(Rows taken from a pointing dataset)
##############################

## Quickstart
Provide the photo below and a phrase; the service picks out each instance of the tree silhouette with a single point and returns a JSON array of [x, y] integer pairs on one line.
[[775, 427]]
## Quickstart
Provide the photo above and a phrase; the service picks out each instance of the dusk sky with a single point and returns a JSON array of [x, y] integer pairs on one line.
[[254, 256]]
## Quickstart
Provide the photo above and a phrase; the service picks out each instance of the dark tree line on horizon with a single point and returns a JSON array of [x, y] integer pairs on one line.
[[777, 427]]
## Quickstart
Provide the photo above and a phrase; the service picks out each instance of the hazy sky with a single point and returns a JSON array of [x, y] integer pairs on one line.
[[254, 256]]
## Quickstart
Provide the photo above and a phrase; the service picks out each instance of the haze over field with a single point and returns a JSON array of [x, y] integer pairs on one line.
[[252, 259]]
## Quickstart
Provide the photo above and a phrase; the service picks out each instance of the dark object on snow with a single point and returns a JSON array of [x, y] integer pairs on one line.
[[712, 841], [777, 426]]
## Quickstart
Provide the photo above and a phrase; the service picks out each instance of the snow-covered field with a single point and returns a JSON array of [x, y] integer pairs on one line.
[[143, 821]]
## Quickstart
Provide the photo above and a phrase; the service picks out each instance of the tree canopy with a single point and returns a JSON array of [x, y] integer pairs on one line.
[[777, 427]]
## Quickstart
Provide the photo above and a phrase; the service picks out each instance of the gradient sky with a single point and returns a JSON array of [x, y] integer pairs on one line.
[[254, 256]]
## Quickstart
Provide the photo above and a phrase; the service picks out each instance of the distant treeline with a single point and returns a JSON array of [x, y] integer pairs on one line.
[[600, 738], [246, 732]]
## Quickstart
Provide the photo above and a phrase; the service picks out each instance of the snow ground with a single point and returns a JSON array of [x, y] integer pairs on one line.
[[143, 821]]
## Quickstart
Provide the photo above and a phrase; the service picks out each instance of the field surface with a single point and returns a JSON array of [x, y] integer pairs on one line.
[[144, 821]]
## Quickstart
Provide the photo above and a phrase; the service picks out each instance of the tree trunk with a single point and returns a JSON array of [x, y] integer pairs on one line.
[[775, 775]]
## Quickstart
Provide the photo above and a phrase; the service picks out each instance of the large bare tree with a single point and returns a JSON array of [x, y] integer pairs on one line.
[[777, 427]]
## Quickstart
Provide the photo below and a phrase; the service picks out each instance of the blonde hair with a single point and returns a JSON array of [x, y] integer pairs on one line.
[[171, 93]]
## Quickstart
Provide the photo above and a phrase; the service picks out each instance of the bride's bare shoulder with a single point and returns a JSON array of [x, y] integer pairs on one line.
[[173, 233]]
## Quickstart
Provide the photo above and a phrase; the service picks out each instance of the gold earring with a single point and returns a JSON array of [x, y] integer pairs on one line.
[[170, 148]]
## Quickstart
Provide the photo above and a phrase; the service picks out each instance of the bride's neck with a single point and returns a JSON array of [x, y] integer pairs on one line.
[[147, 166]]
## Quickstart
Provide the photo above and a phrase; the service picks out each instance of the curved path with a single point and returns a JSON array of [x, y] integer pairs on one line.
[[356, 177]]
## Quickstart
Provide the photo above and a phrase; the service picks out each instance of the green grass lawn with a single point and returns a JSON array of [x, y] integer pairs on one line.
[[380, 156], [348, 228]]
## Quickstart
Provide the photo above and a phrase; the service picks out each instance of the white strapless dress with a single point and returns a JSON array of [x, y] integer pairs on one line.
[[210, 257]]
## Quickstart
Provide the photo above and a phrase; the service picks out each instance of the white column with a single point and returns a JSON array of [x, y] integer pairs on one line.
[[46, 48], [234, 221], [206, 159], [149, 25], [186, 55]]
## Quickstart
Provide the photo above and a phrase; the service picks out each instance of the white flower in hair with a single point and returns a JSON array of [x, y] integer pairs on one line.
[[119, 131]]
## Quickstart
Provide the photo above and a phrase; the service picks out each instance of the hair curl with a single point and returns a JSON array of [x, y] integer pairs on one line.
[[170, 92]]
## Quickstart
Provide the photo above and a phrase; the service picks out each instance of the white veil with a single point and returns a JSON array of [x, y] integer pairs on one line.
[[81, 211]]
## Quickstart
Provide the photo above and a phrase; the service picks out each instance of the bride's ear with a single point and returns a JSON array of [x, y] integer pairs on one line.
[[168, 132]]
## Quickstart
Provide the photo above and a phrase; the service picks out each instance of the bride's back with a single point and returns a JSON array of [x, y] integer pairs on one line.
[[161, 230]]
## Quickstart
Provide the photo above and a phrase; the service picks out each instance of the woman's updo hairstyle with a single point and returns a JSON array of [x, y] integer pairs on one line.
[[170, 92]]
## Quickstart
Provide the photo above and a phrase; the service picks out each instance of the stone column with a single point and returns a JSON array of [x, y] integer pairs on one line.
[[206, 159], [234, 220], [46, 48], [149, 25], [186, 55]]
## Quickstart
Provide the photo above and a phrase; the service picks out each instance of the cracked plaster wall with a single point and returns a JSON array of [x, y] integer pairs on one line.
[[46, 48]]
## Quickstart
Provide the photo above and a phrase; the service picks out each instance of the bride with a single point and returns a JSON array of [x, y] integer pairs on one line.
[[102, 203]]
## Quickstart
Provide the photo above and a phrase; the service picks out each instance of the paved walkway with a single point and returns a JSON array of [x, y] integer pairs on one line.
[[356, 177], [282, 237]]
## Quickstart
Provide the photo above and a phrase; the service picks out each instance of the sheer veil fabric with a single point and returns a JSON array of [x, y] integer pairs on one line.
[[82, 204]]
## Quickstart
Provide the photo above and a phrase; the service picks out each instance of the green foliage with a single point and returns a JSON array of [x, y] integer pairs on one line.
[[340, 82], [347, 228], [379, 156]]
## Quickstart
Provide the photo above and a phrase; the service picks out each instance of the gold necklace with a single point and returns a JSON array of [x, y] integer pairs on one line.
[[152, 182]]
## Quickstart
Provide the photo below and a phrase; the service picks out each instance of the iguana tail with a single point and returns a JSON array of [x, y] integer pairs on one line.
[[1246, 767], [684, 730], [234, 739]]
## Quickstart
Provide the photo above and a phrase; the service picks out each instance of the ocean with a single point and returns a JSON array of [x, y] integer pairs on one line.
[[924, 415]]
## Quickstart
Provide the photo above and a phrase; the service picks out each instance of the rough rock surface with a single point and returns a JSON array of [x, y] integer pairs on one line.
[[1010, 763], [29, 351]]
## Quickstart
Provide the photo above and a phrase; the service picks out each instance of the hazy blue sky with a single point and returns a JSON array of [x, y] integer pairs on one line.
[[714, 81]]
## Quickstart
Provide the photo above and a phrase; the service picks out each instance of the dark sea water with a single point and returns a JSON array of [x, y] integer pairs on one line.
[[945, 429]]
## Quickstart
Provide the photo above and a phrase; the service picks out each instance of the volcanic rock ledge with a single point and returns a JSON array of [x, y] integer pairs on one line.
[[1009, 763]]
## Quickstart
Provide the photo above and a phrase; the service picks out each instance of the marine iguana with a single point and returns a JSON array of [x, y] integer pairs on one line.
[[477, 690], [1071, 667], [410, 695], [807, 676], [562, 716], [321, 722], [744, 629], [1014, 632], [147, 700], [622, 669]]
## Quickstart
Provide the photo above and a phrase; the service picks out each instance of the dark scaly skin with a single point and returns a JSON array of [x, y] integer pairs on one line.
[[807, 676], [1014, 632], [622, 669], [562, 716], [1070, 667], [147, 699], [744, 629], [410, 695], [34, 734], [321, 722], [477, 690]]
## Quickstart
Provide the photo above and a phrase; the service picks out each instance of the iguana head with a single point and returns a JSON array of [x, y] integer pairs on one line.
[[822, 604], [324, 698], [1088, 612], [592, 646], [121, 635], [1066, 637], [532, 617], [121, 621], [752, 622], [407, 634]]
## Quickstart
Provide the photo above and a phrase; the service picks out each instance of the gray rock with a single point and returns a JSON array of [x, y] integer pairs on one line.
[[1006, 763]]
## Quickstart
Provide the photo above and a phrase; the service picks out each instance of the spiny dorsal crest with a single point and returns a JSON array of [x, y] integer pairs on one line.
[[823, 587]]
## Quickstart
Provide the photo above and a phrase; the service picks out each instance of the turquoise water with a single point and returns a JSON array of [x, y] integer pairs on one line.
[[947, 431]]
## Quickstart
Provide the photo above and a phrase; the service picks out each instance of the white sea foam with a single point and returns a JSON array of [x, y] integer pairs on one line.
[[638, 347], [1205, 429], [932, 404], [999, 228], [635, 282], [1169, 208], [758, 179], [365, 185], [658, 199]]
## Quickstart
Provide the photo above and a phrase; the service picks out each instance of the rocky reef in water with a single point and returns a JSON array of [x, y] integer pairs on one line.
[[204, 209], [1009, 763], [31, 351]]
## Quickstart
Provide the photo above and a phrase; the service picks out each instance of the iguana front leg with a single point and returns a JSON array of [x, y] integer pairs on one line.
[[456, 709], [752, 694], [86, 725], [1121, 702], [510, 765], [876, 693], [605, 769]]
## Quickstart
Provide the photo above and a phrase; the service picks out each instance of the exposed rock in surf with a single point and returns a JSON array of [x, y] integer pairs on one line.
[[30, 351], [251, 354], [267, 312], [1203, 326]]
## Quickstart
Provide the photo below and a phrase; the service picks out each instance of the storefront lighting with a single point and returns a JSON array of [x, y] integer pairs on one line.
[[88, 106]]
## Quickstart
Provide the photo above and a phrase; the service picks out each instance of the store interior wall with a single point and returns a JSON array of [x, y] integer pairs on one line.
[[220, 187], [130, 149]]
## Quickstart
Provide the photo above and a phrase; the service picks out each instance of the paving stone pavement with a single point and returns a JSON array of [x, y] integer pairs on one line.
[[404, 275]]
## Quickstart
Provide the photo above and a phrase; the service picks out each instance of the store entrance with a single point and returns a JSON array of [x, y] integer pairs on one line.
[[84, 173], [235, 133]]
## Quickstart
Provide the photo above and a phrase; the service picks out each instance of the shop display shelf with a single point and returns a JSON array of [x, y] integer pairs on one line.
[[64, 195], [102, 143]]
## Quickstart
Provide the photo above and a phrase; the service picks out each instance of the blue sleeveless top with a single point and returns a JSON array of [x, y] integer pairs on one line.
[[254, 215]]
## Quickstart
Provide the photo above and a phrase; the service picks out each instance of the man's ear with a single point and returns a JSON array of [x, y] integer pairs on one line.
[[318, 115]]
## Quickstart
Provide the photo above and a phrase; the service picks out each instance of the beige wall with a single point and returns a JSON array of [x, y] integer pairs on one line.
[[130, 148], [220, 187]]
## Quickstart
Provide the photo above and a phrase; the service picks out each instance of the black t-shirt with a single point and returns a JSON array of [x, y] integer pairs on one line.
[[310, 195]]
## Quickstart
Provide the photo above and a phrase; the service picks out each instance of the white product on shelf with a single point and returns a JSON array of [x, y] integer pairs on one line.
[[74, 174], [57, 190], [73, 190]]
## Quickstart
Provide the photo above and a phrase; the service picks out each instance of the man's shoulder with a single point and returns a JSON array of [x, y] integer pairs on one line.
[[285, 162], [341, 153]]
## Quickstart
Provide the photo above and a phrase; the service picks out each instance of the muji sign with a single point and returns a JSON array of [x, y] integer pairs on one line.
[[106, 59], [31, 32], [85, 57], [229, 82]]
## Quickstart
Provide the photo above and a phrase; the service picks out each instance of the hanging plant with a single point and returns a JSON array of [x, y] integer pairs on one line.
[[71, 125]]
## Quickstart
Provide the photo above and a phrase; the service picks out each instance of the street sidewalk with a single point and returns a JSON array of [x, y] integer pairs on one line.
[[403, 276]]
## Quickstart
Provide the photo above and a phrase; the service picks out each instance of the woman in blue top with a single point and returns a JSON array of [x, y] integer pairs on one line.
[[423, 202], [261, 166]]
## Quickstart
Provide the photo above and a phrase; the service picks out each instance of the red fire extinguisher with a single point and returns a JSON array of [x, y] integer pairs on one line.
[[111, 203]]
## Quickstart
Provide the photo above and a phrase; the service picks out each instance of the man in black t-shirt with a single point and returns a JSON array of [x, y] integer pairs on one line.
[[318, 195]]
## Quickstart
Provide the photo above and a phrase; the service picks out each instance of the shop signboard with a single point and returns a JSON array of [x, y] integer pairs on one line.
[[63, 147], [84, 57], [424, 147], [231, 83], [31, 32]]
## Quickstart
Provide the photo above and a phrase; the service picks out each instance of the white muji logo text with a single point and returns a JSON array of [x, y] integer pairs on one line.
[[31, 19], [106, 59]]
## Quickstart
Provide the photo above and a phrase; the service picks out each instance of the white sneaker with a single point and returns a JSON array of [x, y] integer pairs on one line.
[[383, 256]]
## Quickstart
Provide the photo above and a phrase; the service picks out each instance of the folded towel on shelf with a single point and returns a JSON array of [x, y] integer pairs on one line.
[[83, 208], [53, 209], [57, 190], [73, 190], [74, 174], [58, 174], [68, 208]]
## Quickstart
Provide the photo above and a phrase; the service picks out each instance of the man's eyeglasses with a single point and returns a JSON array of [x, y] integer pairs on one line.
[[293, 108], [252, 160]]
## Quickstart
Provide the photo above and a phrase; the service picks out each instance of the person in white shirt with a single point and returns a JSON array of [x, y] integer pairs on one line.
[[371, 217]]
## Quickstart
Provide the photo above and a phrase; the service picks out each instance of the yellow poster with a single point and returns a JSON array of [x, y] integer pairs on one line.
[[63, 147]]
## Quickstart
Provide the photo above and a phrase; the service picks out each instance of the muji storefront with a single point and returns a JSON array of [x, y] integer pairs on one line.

##############################

▶ _Aim of the exercise_
Locate each line in the listing above that contains the word "storefront" and copy every such line in full.

▶ _Finished exercise_
Provide the photo below and a phrase; the service picks out each instance of the storefront lighting with a single point and returns a JSON array of [x, y] integer pairs on one line.
Provide the photo above and a phrase; the service picks out each instance of the muji storefront with a single point and returns a JSON array of [x, y] integer pairs on one line.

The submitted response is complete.